▸ **Your task**:
Copy out every one of the rows below in full, requests included, adding 50 to each number in every answer coordinate pair.

▸ **Data for this exercise**:
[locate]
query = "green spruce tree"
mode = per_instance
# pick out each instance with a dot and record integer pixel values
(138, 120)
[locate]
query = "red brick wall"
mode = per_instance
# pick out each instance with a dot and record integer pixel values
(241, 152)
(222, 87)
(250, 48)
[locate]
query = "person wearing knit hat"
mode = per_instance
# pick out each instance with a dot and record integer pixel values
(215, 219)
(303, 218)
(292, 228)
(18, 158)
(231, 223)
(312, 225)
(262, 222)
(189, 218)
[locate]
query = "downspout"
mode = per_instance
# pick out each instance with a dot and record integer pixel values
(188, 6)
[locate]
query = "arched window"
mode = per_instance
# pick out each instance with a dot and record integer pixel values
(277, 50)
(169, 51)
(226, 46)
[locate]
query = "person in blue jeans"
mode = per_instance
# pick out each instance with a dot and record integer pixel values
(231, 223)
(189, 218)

▸ **Worked answer**:
[locate]
query = "green spruce tree"
mode = per_instance
# pick out each instance with a dot and record integer pixel values
(188, 170)
[locate]
query = "red brick wall"
mode = per_instance
# pick out each instance with a dot and record integer pixel values
(291, 202)
(272, 137)
(300, 98)
[locate]
query = "person wearing knit hat"
mode = per_instance
# pick out each instance with a dot and record integer pixel values
(265, 269)
(353, 268)
(342, 278)
(68, 208)
(281, 273)
(362, 275)
(312, 272)
(239, 268)
[locate]
query = "downspout"
mode = per_instance
# pick out each instance with a dot and record integer pixel values
(238, 56)
[locate]
query = "arched window"
mode = per_instance
# pick out each instance with a dot and record integer pixel values
(327, 100)
(219, 101)
(276, 96)
[locate]
query = "person in blue jeans"
mode = per_instance
# pick out each instance with a dot and record integer pixel values
(281, 273)
(239, 268)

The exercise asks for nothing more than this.